Your instructions: Your task is to print every entry below exactly as given.

(Object position labeling entries)
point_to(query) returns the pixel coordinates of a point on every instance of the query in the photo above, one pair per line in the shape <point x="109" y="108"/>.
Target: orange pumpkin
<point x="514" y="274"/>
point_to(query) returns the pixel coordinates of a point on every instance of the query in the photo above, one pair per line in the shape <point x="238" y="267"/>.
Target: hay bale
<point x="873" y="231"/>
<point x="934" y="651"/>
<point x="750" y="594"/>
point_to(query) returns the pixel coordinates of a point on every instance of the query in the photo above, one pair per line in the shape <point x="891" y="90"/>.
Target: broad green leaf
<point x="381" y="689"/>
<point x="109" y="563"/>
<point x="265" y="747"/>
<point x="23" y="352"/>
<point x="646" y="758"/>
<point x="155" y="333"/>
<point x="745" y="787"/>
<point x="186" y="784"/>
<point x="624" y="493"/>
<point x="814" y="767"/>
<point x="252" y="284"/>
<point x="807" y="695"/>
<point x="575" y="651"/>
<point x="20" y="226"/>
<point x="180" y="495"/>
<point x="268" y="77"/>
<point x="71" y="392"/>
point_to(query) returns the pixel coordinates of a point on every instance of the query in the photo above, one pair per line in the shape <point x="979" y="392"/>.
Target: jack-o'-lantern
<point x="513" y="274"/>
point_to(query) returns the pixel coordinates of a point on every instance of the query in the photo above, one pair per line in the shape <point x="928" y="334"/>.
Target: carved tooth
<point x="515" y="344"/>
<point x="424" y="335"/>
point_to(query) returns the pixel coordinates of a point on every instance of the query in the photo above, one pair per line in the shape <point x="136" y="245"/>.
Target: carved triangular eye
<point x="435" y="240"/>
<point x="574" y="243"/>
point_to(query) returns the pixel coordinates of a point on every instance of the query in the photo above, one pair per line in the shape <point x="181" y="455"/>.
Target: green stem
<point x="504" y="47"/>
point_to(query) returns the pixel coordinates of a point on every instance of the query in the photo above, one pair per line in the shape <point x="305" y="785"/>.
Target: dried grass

Task result:
point_to(query) returns the pixel coordinates of a point on every instance of the query in the photo above, one pair per line in the shape <point x="109" y="108"/>.
Target: orange pumpkin
<point x="514" y="274"/>
point_to(query) returns the pixel coordinates of a point on every instance of the query in the photo above, one pair per line in the shape <point x="238" y="267"/>.
Target: hay bale
<point x="873" y="231"/>
<point x="934" y="651"/>
<point x="750" y="594"/>
point_to(query) returns the pixel coordinates of a point on every instance of the query in the photo above, one pair per line in the shape <point x="891" y="90"/>.
Target: broad green leaf
<point x="381" y="689"/>
<point x="109" y="563"/>
<point x="265" y="747"/>
<point x="23" y="352"/>
<point x="646" y="758"/>
<point x="155" y="333"/>
<point x="745" y="787"/>
<point x="186" y="784"/>
<point x="624" y="493"/>
<point x="814" y="767"/>
<point x="252" y="284"/>
<point x="807" y="695"/>
<point x="575" y="651"/>
<point x="20" y="226"/>
<point x="180" y="495"/>
<point x="268" y="77"/>
<point x="71" y="392"/>
point_to(query) returns the pixel coordinates of a point on every instance of the query in the photo above, one pair per line in the shape <point x="979" y="392"/>.
Target: jack-o'-lantern
<point x="513" y="274"/>
point_to(query) returns the pixel coordinates of a point on every instance of the query in the photo above, one pair per line in the shape <point x="928" y="334"/>.
Target: carved tooth
<point x="515" y="344"/>
<point x="424" y="335"/>
point_to(query) returns the pixel coordinates of a point on every instance of the query in the photo above, one pair per line in the shape <point x="136" y="245"/>.
Target: carved triangular eye
<point x="435" y="240"/>
<point x="574" y="243"/>
point_to(query) returns the pixel coordinates of a point on every instance of the query in the photo above, one pair per line in the shape <point x="181" y="455"/>.
Target: green stem
<point x="504" y="47"/>
point_to(query) returns the pixel coordinates of a point on every instance of the query in the photo above, one pair per line in the shape <point x="305" y="785"/>.
Target: dried grass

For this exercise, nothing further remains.